> _Work to do_
Offset the records from the line containing "For every instance of the yellow" through the line containing "[[435, 408], [382, 412]]", both ends included, by rewriting every line in that stretch and adding 134 to each pixel coordinate in the answers. Leave all other lines and numbers unchanged.

________________

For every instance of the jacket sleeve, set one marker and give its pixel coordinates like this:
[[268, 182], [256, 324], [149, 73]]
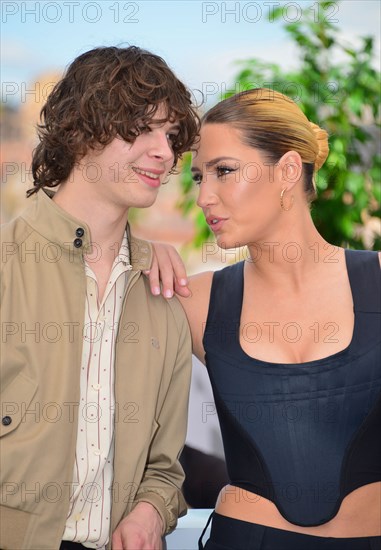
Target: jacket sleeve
[[163, 477]]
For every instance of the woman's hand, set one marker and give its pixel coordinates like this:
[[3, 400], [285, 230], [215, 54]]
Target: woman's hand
[[168, 269], [140, 530]]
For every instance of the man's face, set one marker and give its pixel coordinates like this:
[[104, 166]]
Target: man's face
[[130, 175]]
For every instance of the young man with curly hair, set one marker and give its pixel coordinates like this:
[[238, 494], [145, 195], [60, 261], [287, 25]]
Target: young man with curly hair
[[95, 370]]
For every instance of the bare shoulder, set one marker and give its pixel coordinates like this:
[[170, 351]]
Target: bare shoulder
[[196, 309]]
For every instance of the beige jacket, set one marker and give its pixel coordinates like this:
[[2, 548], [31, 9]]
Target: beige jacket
[[43, 300]]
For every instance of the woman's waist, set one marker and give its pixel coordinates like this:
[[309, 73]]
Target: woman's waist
[[358, 515]]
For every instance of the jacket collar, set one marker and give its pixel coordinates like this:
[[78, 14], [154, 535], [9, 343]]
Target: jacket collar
[[73, 235]]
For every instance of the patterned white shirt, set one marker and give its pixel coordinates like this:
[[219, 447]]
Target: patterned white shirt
[[88, 521]]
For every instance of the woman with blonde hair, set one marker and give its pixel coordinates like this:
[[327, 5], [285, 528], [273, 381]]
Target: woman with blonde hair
[[290, 337]]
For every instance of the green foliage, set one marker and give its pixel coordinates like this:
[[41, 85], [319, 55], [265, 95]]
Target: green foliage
[[344, 98]]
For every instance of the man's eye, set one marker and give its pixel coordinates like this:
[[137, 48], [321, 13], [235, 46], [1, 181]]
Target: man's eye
[[197, 178], [172, 138]]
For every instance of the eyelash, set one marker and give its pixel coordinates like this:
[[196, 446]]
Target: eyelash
[[221, 172]]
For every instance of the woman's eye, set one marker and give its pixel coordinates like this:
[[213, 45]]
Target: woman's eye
[[144, 129], [224, 171]]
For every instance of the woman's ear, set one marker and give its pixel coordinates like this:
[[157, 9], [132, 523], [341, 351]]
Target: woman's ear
[[289, 169]]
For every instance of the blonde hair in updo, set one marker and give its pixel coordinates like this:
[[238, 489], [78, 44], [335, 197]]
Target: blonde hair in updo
[[274, 124]]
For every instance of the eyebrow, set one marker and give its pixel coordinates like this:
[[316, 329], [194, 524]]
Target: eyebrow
[[212, 162]]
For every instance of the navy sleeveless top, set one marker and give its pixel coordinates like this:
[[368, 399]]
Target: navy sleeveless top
[[301, 435]]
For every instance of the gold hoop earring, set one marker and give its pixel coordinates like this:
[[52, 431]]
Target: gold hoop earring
[[282, 205]]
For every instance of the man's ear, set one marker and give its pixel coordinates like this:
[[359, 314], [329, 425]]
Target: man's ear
[[290, 169]]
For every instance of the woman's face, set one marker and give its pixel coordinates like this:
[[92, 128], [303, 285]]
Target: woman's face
[[239, 191]]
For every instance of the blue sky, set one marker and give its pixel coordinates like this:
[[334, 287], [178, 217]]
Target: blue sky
[[199, 40]]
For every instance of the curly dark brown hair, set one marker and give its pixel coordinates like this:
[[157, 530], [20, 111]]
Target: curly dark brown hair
[[105, 92]]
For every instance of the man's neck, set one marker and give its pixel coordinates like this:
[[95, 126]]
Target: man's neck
[[107, 222]]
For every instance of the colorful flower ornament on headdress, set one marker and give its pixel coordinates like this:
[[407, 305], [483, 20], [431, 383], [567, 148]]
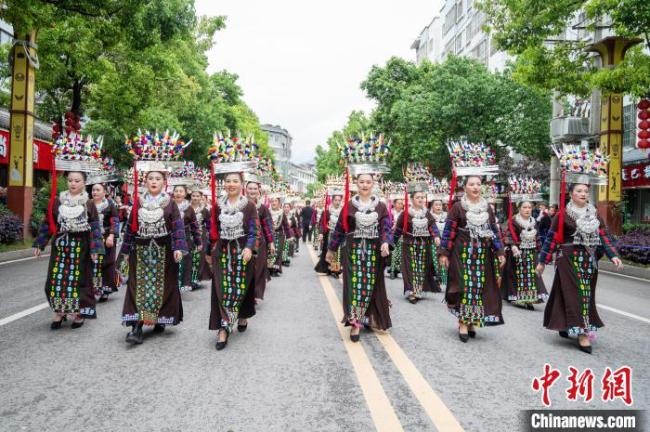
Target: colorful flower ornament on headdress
[[524, 189], [73, 152], [470, 159], [581, 165], [107, 173]]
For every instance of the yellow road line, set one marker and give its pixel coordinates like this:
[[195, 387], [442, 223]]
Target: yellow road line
[[435, 408], [382, 412]]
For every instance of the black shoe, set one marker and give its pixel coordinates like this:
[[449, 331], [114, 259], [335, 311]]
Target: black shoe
[[586, 349], [77, 324], [135, 335], [222, 345]]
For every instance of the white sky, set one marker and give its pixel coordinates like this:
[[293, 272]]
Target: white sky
[[301, 62]]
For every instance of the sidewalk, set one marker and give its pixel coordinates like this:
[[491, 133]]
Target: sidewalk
[[20, 254]]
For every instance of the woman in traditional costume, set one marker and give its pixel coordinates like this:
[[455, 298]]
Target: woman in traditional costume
[[364, 234], [576, 233], [281, 233], [187, 278], [73, 225], [521, 285], [396, 253], [104, 270], [266, 246], [327, 224], [418, 229], [470, 243], [154, 241], [200, 267], [233, 235]]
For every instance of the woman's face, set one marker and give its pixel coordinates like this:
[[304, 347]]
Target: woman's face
[[419, 199], [180, 193], [525, 209], [98, 192], [155, 182], [365, 183], [473, 187], [232, 185], [253, 190], [580, 194], [76, 183]]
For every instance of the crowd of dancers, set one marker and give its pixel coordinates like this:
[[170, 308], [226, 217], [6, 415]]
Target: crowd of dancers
[[236, 227]]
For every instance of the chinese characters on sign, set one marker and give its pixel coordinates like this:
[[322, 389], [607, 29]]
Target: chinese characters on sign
[[614, 384], [636, 175]]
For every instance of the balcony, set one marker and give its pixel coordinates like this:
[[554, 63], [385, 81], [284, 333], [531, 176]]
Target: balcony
[[569, 129]]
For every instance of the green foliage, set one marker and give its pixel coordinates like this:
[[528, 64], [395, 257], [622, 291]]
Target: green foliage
[[41, 201], [526, 27], [421, 107]]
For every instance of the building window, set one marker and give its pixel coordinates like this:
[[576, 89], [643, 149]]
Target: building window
[[629, 126]]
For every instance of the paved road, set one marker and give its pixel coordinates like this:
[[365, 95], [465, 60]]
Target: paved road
[[292, 370]]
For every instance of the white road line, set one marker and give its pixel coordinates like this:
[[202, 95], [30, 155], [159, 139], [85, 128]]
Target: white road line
[[23, 259], [622, 275], [24, 313], [626, 314]]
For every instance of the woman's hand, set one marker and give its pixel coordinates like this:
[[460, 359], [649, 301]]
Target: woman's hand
[[246, 255]]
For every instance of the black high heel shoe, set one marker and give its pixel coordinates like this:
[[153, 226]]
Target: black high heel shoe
[[135, 335], [221, 345]]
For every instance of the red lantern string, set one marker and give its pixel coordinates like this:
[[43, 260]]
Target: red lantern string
[[511, 225], [346, 197], [452, 188], [214, 233], [50, 205], [559, 234], [136, 201], [405, 213]]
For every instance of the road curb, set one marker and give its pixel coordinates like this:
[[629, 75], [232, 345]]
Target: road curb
[[628, 270], [19, 254]]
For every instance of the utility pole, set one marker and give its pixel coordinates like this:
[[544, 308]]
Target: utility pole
[[21, 125]]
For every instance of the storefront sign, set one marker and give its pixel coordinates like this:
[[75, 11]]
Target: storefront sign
[[636, 175]]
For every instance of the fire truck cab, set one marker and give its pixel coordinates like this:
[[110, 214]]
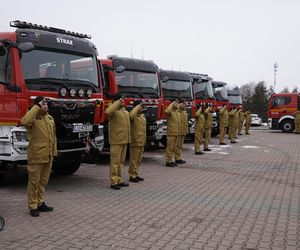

________________

> _Result of the task_
For every instance of the yellow road line, set one marker and give its pixel coordinates like this:
[[195, 387], [442, 223]]
Target: yellow road line
[[569, 542], [516, 546]]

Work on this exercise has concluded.